SHORT EXERCISE: Collect every line from the rows below that contains the word "child", copying each one unchanged. Case matters.

---------- RECORDS SUPPLIED

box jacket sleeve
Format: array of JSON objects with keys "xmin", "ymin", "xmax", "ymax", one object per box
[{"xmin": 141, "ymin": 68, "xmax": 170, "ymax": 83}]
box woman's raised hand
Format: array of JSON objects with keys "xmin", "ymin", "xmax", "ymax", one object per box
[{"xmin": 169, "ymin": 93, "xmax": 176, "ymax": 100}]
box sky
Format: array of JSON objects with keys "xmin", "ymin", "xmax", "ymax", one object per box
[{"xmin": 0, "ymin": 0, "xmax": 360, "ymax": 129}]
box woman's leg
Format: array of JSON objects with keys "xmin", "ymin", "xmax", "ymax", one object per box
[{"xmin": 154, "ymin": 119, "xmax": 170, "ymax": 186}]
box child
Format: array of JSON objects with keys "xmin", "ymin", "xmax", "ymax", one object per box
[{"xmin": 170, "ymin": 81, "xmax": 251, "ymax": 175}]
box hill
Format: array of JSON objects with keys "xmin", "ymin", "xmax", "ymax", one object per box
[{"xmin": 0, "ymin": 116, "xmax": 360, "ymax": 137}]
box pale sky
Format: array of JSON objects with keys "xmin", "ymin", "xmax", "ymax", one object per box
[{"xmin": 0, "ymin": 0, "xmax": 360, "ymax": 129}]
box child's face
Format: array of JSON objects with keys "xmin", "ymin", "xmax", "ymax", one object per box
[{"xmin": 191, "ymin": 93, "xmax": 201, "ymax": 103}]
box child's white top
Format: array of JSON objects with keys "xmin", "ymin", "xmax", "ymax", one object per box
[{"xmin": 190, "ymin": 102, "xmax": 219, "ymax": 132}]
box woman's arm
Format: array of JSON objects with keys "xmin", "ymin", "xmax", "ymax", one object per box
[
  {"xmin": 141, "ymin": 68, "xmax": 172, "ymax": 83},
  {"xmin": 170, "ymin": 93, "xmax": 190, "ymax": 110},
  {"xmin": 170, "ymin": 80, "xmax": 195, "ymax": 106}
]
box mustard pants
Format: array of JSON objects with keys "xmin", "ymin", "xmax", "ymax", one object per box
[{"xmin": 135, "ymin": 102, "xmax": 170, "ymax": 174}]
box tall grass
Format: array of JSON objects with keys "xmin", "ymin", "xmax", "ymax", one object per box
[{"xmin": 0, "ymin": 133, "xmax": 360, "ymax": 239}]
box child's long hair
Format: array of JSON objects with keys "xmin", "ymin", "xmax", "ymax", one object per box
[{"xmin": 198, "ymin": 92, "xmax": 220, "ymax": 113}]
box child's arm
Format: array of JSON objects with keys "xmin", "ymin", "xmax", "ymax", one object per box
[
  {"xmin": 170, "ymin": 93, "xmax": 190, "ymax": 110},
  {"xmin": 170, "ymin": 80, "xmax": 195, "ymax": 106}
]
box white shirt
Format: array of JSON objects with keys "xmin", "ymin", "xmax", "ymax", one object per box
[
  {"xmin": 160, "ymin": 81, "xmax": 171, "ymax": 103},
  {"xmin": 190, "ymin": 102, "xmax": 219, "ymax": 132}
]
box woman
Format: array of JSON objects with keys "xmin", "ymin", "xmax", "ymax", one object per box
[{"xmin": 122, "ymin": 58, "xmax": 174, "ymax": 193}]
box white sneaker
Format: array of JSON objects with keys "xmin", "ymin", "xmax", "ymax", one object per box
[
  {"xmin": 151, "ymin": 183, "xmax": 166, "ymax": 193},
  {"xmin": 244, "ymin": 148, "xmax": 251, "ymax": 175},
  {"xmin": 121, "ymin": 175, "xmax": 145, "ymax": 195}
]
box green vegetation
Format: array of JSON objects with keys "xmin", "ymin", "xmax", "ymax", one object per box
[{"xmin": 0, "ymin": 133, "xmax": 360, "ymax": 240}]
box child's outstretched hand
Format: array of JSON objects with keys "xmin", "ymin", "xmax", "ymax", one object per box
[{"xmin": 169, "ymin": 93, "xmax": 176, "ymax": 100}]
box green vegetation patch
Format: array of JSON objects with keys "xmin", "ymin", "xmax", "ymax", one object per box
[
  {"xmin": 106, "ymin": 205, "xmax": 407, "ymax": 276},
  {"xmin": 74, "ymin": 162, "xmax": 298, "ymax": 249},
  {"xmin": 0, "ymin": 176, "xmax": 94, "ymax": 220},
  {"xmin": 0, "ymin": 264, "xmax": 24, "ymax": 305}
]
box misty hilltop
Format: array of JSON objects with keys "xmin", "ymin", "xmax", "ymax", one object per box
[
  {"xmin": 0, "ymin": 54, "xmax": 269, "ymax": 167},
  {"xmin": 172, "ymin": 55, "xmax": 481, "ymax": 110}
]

--------------------

FINISHED EXERCISE:
box child
box child's face
box child's white top
box child's long hair
box child's arm
box child's outstretched hand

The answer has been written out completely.